**TASK REQUIREMENTS**
Please copy every line of the entries below word for word, omitting the pictures.

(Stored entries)
---

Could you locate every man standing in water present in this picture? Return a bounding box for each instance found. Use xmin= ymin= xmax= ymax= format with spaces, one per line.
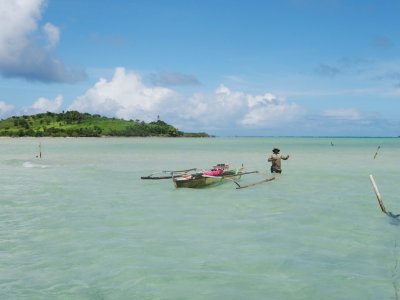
xmin=268 ymin=148 xmax=289 ymax=174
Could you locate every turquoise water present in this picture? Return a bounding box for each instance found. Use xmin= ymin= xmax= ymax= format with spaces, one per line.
xmin=0 ymin=138 xmax=400 ymax=299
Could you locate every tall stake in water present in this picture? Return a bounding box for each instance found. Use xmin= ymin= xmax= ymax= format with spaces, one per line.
xmin=36 ymin=142 xmax=42 ymax=158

---

**ANSWER BELOW**
Could you locate every man standing in water present in this picture? Return a bounding box for each instance found. Use xmin= ymin= xmax= ymax= format with spaces, one per line.
xmin=268 ymin=148 xmax=289 ymax=174
Could you locate every turquoise water present in this picture? Return a bounding box for each instance found. Use xmin= ymin= xmax= ymax= format with spaces, one per line.
xmin=0 ymin=138 xmax=400 ymax=299
Could you locate every tall stake in water present in this picture? Return a bounding box for each instance found. Use xmin= ymin= xmax= ymax= format with spaces, one per line.
xmin=36 ymin=142 xmax=42 ymax=158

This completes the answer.